◆ Assignment
Without the pictures, set down every record below exactly as it reads.

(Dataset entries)
__________________________________________________

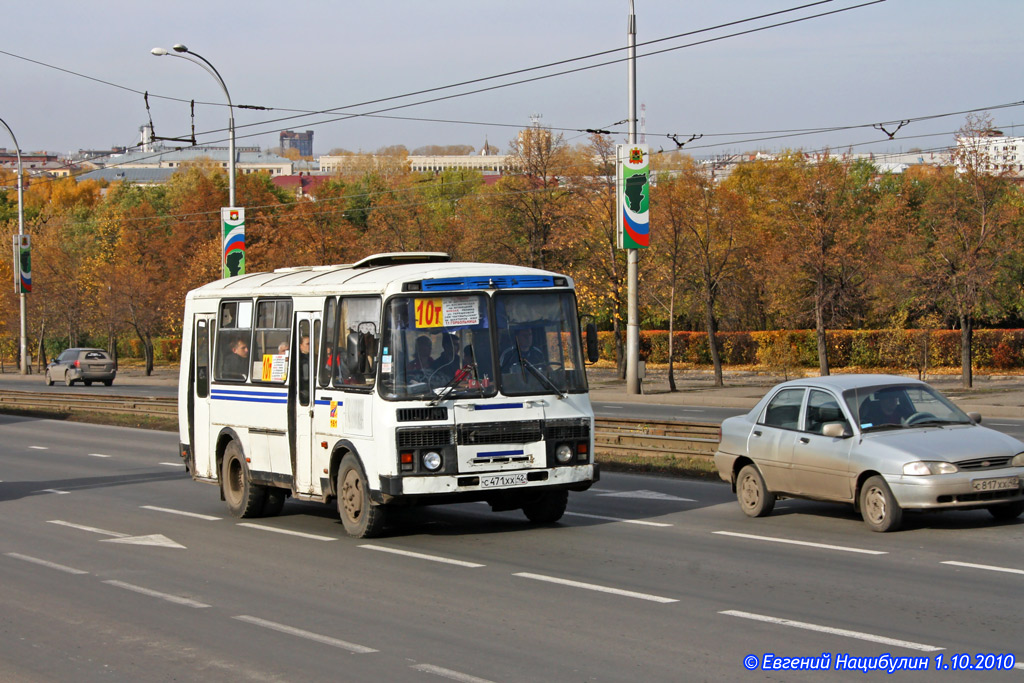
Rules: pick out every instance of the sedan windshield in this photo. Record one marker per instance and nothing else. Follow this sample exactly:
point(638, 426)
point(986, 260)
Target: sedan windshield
point(898, 407)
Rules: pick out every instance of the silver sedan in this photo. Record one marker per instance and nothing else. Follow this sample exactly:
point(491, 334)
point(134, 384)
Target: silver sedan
point(884, 443)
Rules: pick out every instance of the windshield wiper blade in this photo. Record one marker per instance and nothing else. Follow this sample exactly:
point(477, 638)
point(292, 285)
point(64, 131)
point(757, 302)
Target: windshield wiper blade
point(543, 378)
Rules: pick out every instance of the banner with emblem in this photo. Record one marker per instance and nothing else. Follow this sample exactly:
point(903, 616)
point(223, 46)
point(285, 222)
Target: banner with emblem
point(632, 196)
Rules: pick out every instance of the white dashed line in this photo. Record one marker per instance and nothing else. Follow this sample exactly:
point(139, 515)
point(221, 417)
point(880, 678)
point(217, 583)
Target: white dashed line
point(185, 602)
point(595, 587)
point(308, 635)
point(617, 519)
point(301, 535)
point(51, 565)
point(808, 544)
point(83, 527)
point(833, 631)
point(449, 674)
point(422, 556)
point(179, 512)
point(990, 567)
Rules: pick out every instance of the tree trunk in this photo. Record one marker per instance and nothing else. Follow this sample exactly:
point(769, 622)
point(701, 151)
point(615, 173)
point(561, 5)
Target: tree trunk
point(967, 333)
point(712, 325)
point(819, 321)
point(672, 329)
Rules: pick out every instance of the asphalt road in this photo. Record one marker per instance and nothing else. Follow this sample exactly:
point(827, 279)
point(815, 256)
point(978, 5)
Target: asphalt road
point(115, 566)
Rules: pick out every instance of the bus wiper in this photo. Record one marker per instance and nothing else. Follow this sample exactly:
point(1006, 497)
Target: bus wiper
point(544, 378)
point(460, 375)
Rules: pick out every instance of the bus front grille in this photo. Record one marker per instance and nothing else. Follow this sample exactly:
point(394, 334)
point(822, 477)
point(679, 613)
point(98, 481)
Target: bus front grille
point(484, 433)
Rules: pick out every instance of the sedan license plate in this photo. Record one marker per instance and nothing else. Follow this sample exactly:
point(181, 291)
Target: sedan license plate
point(503, 480)
point(998, 483)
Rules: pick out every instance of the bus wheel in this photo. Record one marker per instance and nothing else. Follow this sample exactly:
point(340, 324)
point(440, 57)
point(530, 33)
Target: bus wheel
point(358, 515)
point(243, 497)
point(274, 502)
point(547, 508)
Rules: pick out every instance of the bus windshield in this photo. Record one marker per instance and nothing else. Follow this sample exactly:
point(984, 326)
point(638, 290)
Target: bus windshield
point(437, 345)
point(441, 346)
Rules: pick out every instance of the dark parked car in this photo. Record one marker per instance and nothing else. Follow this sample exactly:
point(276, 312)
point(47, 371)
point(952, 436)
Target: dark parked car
point(82, 365)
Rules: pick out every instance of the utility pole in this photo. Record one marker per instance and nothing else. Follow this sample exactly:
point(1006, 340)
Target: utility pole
point(24, 345)
point(632, 255)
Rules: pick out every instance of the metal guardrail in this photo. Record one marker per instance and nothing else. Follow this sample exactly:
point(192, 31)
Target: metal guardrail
point(611, 435)
point(79, 402)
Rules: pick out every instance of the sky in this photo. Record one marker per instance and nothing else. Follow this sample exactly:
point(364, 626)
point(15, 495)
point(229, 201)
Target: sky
point(882, 63)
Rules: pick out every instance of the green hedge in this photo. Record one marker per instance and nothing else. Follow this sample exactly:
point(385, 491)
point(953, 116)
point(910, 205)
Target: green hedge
point(899, 349)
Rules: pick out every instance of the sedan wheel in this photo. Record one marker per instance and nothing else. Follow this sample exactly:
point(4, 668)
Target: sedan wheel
point(755, 499)
point(879, 506)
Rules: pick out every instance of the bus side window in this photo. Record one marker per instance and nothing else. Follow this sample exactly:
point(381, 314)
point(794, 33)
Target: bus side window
point(357, 331)
point(202, 359)
point(233, 338)
point(328, 356)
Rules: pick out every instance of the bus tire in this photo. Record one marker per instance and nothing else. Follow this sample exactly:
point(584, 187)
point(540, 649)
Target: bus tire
point(547, 508)
point(359, 516)
point(274, 501)
point(243, 497)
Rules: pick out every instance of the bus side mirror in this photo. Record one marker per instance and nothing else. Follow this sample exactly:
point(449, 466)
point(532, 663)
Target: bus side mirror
point(592, 354)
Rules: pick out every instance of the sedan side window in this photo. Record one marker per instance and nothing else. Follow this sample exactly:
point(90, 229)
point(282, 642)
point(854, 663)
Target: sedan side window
point(822, 409)
point(783, 410)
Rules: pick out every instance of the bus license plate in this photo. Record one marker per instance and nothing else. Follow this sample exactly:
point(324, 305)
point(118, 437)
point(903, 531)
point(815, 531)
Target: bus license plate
point(503, 480)
point(999, 483)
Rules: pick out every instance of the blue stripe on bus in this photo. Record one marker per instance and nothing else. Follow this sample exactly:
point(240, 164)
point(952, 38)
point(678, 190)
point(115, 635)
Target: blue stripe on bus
point(264, 398)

__________________________________________________

◆ Response below
Rules: pick out every instance of the sedan windshield in this photo. Record one marker per instance and nothing else. Follow this sample exactly:
point(638, 426)
point(986, 260)
Target: sedan windshield
point(898, 407)
Rules: pick out every instance of the silver sedan in this photo. Record one marker per instance and nothing else. Follow this sample exactly:
point(491, 334)
point(134, 384)
Target: silver sedan
point(884, 443)
Rules: pick out every instance of the windshield wiper blade in this photo. Record one marker per instance and nothing else. Follow this sample exactly:
point(477, 638)
point(292, 285)
point(64, 131)
point(757, 302)
Target: windshield wiper blade
point(543, 378)
Rules: pick out every instance of the banner with emblem in this photo. Record one marker per instance and nothing else. Follow this sample exactly:
point(903, 616)
point(223, 46)
point(285, 222)
Target: banner with emblem
point(632, 196)
Rules: pick out every instance of the white dashed line in this photo. Record one marker per instance and nothing else. Follow this sample exactly:
point(139, 515)
point(221, 417)
point(880, 678)
point(217, 583)
Target: white dashed line
point(185, 602)
point(595, 587)
point(308, 635)
point(617, 519)
point(301, 535)
point(51, 565)
point(808, 544)
point(83, 527)
point(833, 631)
point(449, 674)
point(422, 556)
point(179, 512)
point(990, 567)
Rules: pick out every instance of the tree trunk in this photo. Record one marker per instance and nothing else. Follow this sample exactly:
point(769, 622)
point(701, 151)
point(615, 173)
point(561, 5)
Target: tree trunk
point(967, 333)
point(712, 325)
point(819, 321)
point(672, 329)
Rules: pick out every instance of the asphalt road in this photo. Record one marker per instance and nothing else. Follow this sample exactly:
point(827, 279)
point(815, 256)
point(978, 5)
Target: asphalt road
point(115, 566)
Rules: pick out every instance of the bus wiper in this photo. Record one marker per instance and nothing else. Follow this sample exactly:
point(1006, 497)
Target: bus wiper
point(544, 378)
point(460, 375)
Rules: pick out every instance of the bus front grille in this photo. Record one marker per instance and nothing else. Follow this sample exactly:
point(394, 334)
point(822, 477)
point(679, 613)
point(98, 481)
Target: bus front grille
point(484, 433)
Rules: pick out every instance of the sedan license plate in this photo. Record one marker per instance and nothing else. Follow this sample exactly:
point(181, 291)
Target: sedan license plate
point(503, 480)
point(998, 483)
Rules: pick out every instance of the bus wheel in this photo. Record one marker per instance and nothing else. Follow this sample exactly:
point(340, 324)
point(440, 57)
point(530, 33)
Target: bus wheel
point(358, 515)
point(243, 497)
point(274, 502)
point(547, 508)
Rules: pick out every instance of the bus windshield in this photo. Record one marker per instance and nothing else. Follow this sample exactly:
point(984, 326)
point(638, 290)
Target: bus windshield
point(437, 345)
point(441, 346)
Rules: pick out every instance of the dark parked car in this photo. Record one marker per instance and nothing else. Follow this sample exactly:
point(276, 312)
point(47, 371)
point(952, 436)
Target: dark parked car
point(82, 365)
Rules: pick out every instance of the utility pole in this photo. Record one marker per instance and nothing else. Follow this sample exactly:
point(1006, 340)
Target: utility pole
point(24, 345)
point(632, 255)
Rules: pick out every instance of the metal guardrail in this photo. Record one marker per instance and nothing else. Follow this sample exactly:
point(192, 31)
Target: metal guardrail
point(611, 435)
point(79, 402)
Rules: pick out every instance of the sky in this photo. Record one marker per instance and nothing else. Follow this sample exactly:
point(364, 626)
point(15, 495)
point(229, 201)
Target: sky
point(882, 63)
Rules: pick out every instance of the green hedge in this photo. Record one marker per instance and nothing else. Follow this sample exactly:
point(385, 491)
point(953, 116)
point(910, 205)
Target: green hedge
point(899, 349)
Rules: pick out every instance of the sedan wheel in this photo. Record one marker per instance and nothing else. Follow this sample exactly:
point(4, 668)
Target: sedan wheel
point(755, 499)
point(879, 506)
Rules: pick out every instance of the bus side window in this photo. Record one marker per instance and nothing else. Follow this sample exactly:
point(381, 314)
point(794, 33)
Target: bus side window
point(357, 331)
point(202, 359)
point(233, 338)
point(328, 356)
Rules: pick out every instance of the bus tire in this photo. Record one marker per instance and nothing else. Follow this sample exactly:
point(584, 187)
point(540, 649)
Target: bus tire
point(547, 508)
point(359, 516)
point(274, 501)
point(243, 497)
Rules: pick out every instance of the bus side mirror in this photo. Record one marker per instance and nothing else. Follow this sample exactly:
point(449, 466)
point(532, 663)
Target: bus side mirror
point(592, 354)
Rules: pick out every instance of the sedan side window in this photo. Record one marker per instance and nothing else. Follow this sample exactly:
point(90, 229)
point(282, 642)
point(854, 663)
Target: sedan side window
point(822, 409)
point(783, 410)
Rules: pick out every instance of the bus license plate in this photo. Record one marker per instance and nothing else. Follow this sample exactly:
point(324, 305)
point(118, 437)
point(903, 531)
point(815, 531)
Target: bus license plate
point(503, 480)
point(999, 483)
Rules: pick out every instance of the blue stripe on bus in this photo. Record one marker per instance and nothing else. Follow this sample exactly:
point(240, 164)
point(952, 38)
point(678, 190)
point(115, 635)
Target: blue stripe on bus
point(264, 398)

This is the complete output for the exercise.